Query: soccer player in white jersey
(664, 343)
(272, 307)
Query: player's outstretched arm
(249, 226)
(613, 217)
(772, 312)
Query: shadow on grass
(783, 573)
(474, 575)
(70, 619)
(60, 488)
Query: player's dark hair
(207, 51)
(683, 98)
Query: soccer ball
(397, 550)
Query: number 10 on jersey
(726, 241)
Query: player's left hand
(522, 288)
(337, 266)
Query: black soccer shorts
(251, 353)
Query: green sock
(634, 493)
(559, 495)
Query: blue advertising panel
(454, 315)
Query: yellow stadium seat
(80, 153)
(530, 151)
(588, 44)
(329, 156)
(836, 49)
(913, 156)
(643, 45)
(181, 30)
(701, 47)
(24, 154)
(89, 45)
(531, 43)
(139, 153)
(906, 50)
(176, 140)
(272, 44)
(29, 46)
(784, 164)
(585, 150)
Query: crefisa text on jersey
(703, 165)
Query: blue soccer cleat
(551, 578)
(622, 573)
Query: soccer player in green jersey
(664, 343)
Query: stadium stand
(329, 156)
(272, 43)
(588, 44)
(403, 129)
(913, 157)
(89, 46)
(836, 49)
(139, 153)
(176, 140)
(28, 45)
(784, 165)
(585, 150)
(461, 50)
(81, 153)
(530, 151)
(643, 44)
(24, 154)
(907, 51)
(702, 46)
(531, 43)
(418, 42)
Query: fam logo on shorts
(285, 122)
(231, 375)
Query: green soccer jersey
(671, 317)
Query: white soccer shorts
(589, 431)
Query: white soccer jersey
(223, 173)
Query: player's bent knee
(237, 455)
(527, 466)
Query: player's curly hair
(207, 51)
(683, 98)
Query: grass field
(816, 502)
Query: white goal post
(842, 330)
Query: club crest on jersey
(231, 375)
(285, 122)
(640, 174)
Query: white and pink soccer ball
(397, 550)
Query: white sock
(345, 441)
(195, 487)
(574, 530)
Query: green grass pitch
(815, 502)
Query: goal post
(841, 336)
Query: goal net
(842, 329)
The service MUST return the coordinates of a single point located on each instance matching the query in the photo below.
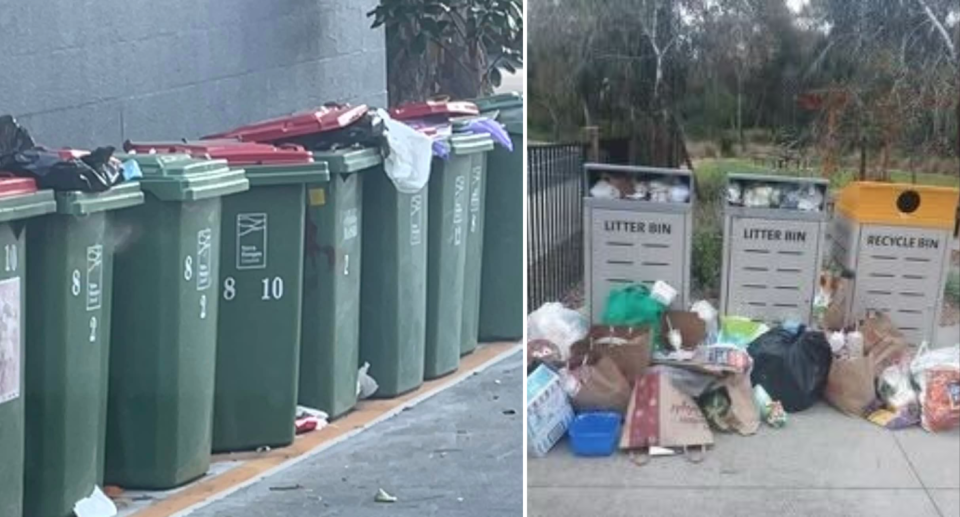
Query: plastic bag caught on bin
(366, 385)
(561, 326)
(408, 163)
(486, 126)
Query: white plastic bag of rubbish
(604, 190)
(96, 505)
(408, 164)
(559, 325)
(366, 385)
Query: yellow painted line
(366, 412)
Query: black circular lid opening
(908, 202)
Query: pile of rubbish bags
(655, 381)
(61, 170)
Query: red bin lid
(10, 187)
(234, 152)
(430, 108)
(327, 118)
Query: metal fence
(555, 222)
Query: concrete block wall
(84, 73)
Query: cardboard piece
(548, 411)
(693, 330)
(660, 415)
(628, 347)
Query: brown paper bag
(628, 347)
(744, 417)
(660, 415)
(851, 383)
(602, 387)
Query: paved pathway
(822, 464)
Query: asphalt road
(459, 453)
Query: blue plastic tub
(595, 433)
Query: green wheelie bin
(447, 251)
(393, 300)
(329, 342)
(330, 346)
(68, 328)
(163, 349)
(19, 200)
(476, 188)
(261, 281)
(501, 297)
------------
* _Written request_
Without the pictures, reproduce every line of the records above exactly.

* _The output_
Query: soccer player in white jersey
(664, 343)
(272, 307)
Query: player's outstretched arm
(249, 226)
(613, 217)
(772, 312)
Query: shadow on grass
(783, 573)
(474, 575)
(70, 619)
(60, 488)
Query: player's dark hair
(207, 51)
(683, 98)
Query: soccer ball
(397, 550)
Query: number 10 on jersey
(726, 241)
Query: player's left hand
(522, 288)
(337, 266)
Query: black soccer shorts
(251, 353)
Query: green sock
(634, 493)
(559, 495)
Query: blue advertising panel
(454, 315)
Query: yellow stadium seat
(80, 153)
(530, 151)
(588, 44)
(329, 156)
(836, 49)
(913, 156)
(643, 45)
(181, 30)
(701, 47)
(24, 154)
(89, 45)
(531, 43)
(139, 153)
(906, 50)
(176, 140)
(272, 44)
(29, 46)
(784, 164)
(585, 150)
Query: crefisa text on jersey
(703, 165)
Query: blue soccer cleat
(551, 578)
(622, 573)
Query: soccer player in green jersey
(664, 343)
Query: stadium stand
(329, 156)
(272, 43)
(588, 44)
(403, 129)
(913, 157)
(89, 46)
(836, 49)
(139, 153)
(176, 140)
(28, 45)
(784, 165)
(585, 150)
(461, 50)
(81, 153)
(530, 151)
(643, 44)
(24, 154)
(907, 51)
(702, 46)
(531, 43)
(418, 42)
Query: fam logo on shorts
(285, 122)
(231, 375)
Query: green soccer jersey
(671, 317)
Query: white soccer shorts
(589, 431)
Query: white soccer jersey
(223, 173)
Query: player's bent knee
(237, 455)
(527, 466)
Query: player's curly hair
(207, 51)
(683, 98)
Query: grass field
(816, 502)
Query: white goal post
(842, 330)
Query: club crest on jersey
(231, 375)
(285, 122)
(640, 174)
Query: white and pink soccer ball
(397, 550)
Query: white sock
(345, 441)
(195, 487)
(574, 530)
Query: green grass pitch
(815, 502)
Query: goal post
(841, 336)
Query: goal net
(842, 329)
The service MUST return the coordinates of a single point located on each instance matching the query in the photo below.
Query: plastic bag caught on bin
(366, 385)
(561, 326)
(408, 163)
(486, 126)
Query: white plastic bag of rubbish
(604, 190)
(96, 505)
(408, 164)
(559, 325)
(366, 385)
Query: yellow painted line
(366, 412)
Query: black circular lid opening
(908, 202)
Query: pile of rubbish bags
(655, 381)
(61, 170)
Query: red bin lid
(10, 187)
(234, 152)
(430, 108)
(327, 118)
Query: metal fence
(555, 222)
Query: concrete block wall
(84, 73)
Query: cardboard piece
(548, 411)
(693, 330)
(660, 415)
(628, 347)
Query: brown paper bag
(628, 347)
(744, 417)
(660, 415)
(851, 383)
(602, 387)
Query: paved pathway
(822, 464)
Query: asphalt road
(459, 453)
Query: blue plastic tub
(595, 433)
Query: green wheelie bin
(447, 251)
(393, 300)
(329, 342)
(330, 346)
(68, 328)
(163, 349)
(19, 200)
(476, 188)
(261, 281)
(501, 297)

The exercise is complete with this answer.